Each line below should be reproduced without any alteration.

• [RECORDS]:
———

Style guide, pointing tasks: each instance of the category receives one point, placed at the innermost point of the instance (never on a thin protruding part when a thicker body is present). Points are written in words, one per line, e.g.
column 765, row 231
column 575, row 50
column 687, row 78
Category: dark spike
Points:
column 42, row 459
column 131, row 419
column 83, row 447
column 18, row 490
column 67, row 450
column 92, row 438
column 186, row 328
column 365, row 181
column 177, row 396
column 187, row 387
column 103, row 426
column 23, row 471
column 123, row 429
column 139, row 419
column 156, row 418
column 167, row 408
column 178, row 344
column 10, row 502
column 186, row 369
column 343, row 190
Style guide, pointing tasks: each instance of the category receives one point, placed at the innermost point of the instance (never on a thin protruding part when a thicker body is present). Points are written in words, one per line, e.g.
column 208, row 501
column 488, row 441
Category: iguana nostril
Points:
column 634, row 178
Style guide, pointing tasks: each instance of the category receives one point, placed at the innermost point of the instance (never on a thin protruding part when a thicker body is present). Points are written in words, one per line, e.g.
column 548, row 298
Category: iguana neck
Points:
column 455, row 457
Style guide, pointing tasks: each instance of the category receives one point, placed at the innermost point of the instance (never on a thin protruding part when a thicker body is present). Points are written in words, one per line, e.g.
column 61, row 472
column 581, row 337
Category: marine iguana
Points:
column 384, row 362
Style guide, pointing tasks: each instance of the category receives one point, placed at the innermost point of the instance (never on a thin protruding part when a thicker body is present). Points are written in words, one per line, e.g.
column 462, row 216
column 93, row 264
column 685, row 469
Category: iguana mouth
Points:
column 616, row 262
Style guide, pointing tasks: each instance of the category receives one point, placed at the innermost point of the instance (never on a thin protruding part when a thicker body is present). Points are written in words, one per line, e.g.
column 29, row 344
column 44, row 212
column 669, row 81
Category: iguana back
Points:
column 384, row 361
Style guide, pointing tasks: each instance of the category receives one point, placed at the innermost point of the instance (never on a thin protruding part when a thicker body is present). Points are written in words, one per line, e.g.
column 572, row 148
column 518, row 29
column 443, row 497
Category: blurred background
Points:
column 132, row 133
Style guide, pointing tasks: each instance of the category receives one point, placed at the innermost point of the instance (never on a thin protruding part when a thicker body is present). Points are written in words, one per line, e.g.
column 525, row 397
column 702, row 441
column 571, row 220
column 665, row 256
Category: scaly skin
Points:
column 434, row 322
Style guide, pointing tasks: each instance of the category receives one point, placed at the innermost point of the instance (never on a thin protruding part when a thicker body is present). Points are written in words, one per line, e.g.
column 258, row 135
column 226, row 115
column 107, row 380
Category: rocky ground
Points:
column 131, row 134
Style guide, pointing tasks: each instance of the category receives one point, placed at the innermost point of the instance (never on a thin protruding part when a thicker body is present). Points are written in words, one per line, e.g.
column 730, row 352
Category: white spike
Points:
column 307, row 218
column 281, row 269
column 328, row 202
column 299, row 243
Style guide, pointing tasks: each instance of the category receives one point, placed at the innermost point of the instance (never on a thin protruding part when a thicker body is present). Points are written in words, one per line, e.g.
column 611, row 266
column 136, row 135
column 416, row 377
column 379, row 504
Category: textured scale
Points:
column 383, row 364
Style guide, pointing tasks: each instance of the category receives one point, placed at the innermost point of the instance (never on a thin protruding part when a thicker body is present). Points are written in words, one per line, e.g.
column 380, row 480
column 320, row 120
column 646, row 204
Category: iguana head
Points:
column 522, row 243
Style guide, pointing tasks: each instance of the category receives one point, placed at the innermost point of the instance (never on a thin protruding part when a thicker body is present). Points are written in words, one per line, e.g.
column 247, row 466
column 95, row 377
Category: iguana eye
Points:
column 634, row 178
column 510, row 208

———

• [IN RESPONSE]:
Style guide, pointing tasks: each instance of the category receives one point, placed at the innermost point of the instance (never on a thin protruding part when a thicker body is present). Points are written in words, one per line, e.g.
column 765, row 231
column 575, row 50
column 687, row 78
Category: dark spike
Points:
column 42, row 459
column 131, row 419
column 83, row 447
column 18, row 490
column 67, row 450
column 92, row 438
column 186, row 328
column 365, row 181
column 177, row 396
column 187, row 387
column 103, row 426
column 23, row 471
column 123, row 429
column 139, row 419
column 156, row 418
column 167, row 408
column 178, row 344
column 10, row 502
column 186, row 369
column 343, row 190
Style guide, pointing tasks: each instance of the category receives one point, placed at the innermost point of the instance (never on a thin protruding part when a thicker body is present). Points are written in words, one per line, e.g.
column 208, row 501
column 488, row 441
Category: iguana nostril
Points:
column 634, row 178
Style guide, pointing tasks: each instance of the category receives one point, placed at the innermost point of the instance (never on a thin protruding part when a thicker body is present). Points are written in words, one per line, e.g.
column 548, row 298
Category: iguana neck
Points:
column 455, row 457
Style guide, pointing tasks: each instance of the category receives one point, placed at the innermost point of the instance (never on a thin protruding part when a thicker body is present). Points are written in words, one per line, e.g.
column 61, row 472
column 581, row 337
Category: marine iguana
Points:
column 384, row 362
Style guide, pointing tasks: each instance of the category receives one point, placed at the innermost point of the instance (never on a thin protruding part when a thicker body is present). Points are written in words, one per line, e.g.
column 462, row 216
column 93, row 264
column 685, row 469
Category: iguana mouth
Points:
column 616, row 262
Style guide, pointing tasks: each instance of the category receives one point, placed at the innermost point of the instance (never on a thin protruding part when a thicker body is present). Points are written in words, one per line, e.g.
column 29, row 344
column 44, row 212
column 669, row 81
Category: iguana back
Points:
column 384, row 361
Style guide, pointing tasks: each instance of the category receives one point, placed at the innermost point of the instance (never on a thin protruding part when a thicker body is present). Points are written in words, one per line, e.g.
column 572, row 148
column 518, row 29
column 443, row 497
Category: blurred background
Points:
column 132, row 133
Style guide, pointing tasks: each instance of the category receives one point, placed at the innermost point of the instance (never on a thin protruding part when a thicker body is present). Points are written in words, one per line, e.g.
column 525, row 397
column 702, row 441
column 571, row 220
column 665, row 256
Category: scaly skin
Points:
column 434, row 322
Style guide, pointing tasks: each instance of the category receives one point, placed at the innermost point of the instance (never on a thin protruding part when a thicker body is present). Points are written in words, one per line, e.g.
column 258, row 135
column 226, row 115
column 107, row 380
Category: rocky ground
Points:
column 131, row 134
Style guide, pointing tasks: each instance of the category receives one point, placed at the innermost point of the instance (never on a thin protruding part when a thicker body is present). Points are written in words, one per line, e.g.
column 730, row 352
Category: white spike
Points:
column 307, row 218
column 281, row 269
column 328, row 202
column 299, row 243
Style guide, pointing tasks: each instance of the category receives one point, placed at the innermost point of the instance (never on a thin protruding part when a thicker body is present). Points are written in words, one per line, e.g.
column 611, row 266
column 136, row 135
column 416, row 377
column 379, row 504
Category: textured scale
Points:
column 383, row 364
Style guide, pointing tasks: each instance of the category receives one point, placed at the innermost point of the instance (never on a thin protruding part when a thicker body is present). Points are written in words, one per line, e.g.
column 380, row 480
column 320, row 120
column 646, row 204
Category: iguana head
Points:
column 522, row 243
Style guide, pointing tasks: each instance of the category receives one point, placed at the innermost point of the instance (never on a thin protruding part when a thicker body is present). Points are written in words, one per line, e.g.
column 247, row 466
column 95, row 377
Category: iguana eye
Points:
column 634, row 178
column 510, row 208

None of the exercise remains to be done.